[Begin Extracted records]
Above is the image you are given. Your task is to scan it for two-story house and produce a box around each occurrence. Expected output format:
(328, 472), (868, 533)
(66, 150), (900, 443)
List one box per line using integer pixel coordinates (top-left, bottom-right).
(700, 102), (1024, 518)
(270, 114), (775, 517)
[End Extracted records]
Stated problem. Rewrite the items above, changing "two-story house" to "two-story home" and leaving every other part as it stands.

Task solution.
Above is the image you are given. Your task is to scan it for two-story home and produce a box around each occurrence. Expected output format:
(328, 472), (868, 533)
(66, 150), (900, 443)
List one box per line using integer pixel coordinates (top-left, bottom-right).
(700, 102), (1024, 518)
(270, 114), (775, 517)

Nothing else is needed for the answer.